■ TO DO
Reproduce the material verbatim, starting at its first line and ending at the line containing "pixel 158 542", with both ends included. Leave the pictures out.
»»
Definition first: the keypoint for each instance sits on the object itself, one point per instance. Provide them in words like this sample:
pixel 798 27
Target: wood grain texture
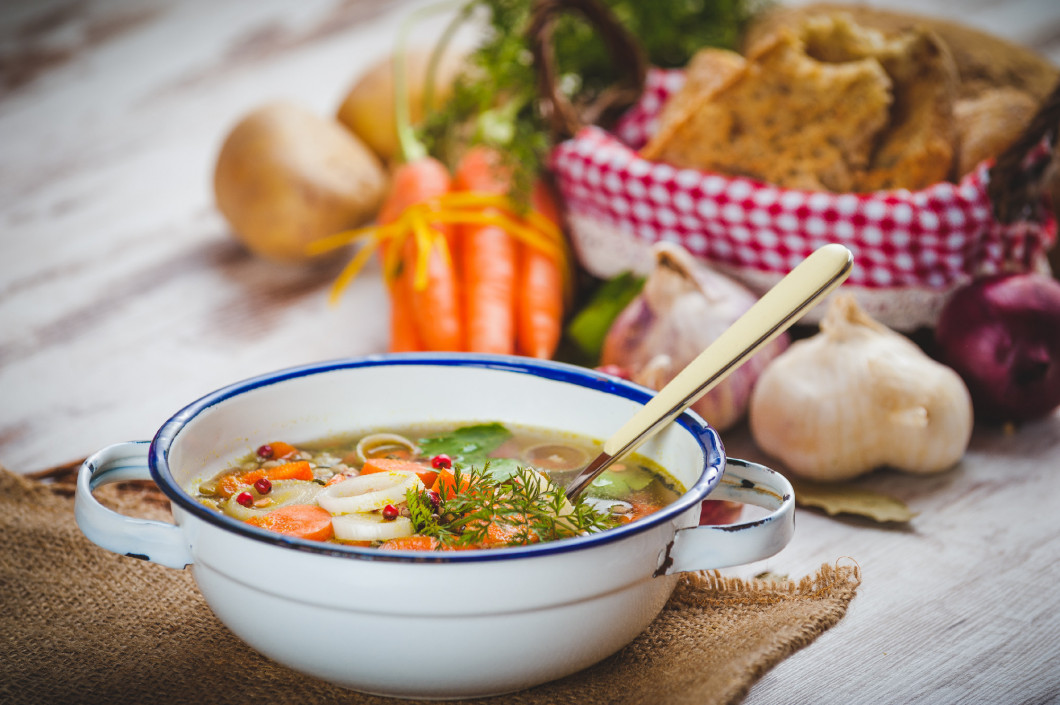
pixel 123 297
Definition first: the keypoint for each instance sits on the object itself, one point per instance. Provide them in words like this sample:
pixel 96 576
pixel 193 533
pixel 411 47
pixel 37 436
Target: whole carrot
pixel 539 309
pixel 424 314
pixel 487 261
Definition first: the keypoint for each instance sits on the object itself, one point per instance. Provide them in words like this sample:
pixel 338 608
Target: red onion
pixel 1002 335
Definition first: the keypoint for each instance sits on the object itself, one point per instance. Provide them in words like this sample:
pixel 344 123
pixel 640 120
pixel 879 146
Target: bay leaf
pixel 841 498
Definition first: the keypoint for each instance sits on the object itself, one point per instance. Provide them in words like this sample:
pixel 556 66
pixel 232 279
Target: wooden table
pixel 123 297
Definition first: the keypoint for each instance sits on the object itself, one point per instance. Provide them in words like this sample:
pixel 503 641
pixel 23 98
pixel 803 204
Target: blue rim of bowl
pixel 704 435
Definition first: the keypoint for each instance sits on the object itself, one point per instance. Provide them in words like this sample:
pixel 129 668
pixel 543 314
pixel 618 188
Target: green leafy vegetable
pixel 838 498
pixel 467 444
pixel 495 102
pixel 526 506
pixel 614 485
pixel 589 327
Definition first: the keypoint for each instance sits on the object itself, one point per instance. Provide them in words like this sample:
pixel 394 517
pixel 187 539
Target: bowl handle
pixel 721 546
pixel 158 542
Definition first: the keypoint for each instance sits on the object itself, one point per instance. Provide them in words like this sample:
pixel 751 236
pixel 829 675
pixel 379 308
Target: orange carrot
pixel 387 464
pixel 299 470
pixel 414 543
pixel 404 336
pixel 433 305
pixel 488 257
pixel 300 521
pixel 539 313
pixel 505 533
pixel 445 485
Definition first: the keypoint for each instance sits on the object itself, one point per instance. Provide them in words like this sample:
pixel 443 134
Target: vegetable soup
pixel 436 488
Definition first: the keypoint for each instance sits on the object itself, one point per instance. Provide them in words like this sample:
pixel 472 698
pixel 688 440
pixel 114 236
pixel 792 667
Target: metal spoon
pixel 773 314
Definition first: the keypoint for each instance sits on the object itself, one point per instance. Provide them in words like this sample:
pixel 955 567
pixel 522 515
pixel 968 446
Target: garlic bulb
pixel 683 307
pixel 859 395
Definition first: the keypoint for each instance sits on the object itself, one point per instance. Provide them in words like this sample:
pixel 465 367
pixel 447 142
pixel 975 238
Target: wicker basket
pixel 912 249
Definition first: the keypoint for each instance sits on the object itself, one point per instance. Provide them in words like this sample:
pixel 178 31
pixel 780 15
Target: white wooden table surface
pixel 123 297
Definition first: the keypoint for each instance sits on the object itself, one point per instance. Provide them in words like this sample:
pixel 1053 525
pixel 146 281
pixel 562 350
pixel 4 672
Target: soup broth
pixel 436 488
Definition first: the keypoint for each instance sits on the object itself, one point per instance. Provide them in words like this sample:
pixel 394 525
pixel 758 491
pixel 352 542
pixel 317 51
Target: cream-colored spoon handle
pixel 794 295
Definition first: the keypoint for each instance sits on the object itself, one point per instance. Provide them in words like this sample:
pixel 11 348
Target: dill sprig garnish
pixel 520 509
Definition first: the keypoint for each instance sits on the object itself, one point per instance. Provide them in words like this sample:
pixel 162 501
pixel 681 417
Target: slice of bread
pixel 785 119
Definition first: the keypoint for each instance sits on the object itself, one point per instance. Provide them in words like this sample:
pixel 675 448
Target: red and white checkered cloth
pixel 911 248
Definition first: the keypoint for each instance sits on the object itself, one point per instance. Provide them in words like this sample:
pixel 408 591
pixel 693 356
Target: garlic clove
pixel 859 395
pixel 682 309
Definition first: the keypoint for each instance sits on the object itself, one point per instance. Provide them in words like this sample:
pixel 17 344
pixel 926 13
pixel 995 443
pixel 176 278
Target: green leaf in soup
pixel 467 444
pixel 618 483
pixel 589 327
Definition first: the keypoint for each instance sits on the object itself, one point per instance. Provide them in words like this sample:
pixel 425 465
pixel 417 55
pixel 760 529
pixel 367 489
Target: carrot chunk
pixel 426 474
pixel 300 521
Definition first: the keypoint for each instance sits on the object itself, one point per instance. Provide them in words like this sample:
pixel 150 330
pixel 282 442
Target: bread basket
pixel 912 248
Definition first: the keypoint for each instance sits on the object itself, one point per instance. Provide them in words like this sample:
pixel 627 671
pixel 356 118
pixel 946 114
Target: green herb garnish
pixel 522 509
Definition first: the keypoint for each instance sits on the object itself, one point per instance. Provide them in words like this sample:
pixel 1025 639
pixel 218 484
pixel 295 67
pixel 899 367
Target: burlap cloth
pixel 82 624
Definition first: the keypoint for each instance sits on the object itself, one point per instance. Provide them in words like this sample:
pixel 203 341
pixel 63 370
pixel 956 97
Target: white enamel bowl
««
■ ANSWER FOR THE TASK
Definition first: the keypoint for each instance sits on the object itself, one point per instance. Provide them in words like this sample:
pixel 798 27
Target: wood grain texture
pixel 123 297
Definition first: the keypoint for each instance sits on the object itself, one point per instance. Provide them in words like this sample:
pixel 96 576
pixel 193 533
pixel 411 47
pixel 37 436
Target: whole carrot
pixel 539 309
pixel 424 314
pixel 487 261
Definition first: the keypoint for each instance sits on the object itself, one point per instance. Provide them in words like this sample:
pixel 338 608
Target: red onion
pixel 1002 335
Definition first: the keypoint for each instance sits on the object itself, one point per instance. Provide them in words like this sample:
pixel 344 123
pixel 640 120
pixel 879 146
Target: bay leaf
pixel 841 498
Definition first: the keypoint for each instance sits on the object itself, one point per instance. Provide them in words like this sample:
pixel 556 66
pixel 232 279
Target: wooden table
pixel 123 297
Definition first: the keypoint for each instance sits on the object itself, one point per instance. Provide them in words like this sample:
pixel 503 641
pixel 23 98
pixel 803 204
Target: blue rim of bowl
pixel 704 435
Definition first: the keypoint for each instance sits on the object itself, one point per instance. Provide them in words like this sample:
pixel 129 668
pixel 543 314
pixel 618 188
Target: green leafy vegetable
pixel 838 498
pixel 467 444
pixel 495 102
pixel 526 506
pixel 614 485
pixel 589 327
Definition first: the keypoint for each instance sits on the object itself, one point per instance. Provide them in words like this sample:
pixel 394 517
pixel 187 539
Target: bowl handle
pixel 721 546
pixel 158 542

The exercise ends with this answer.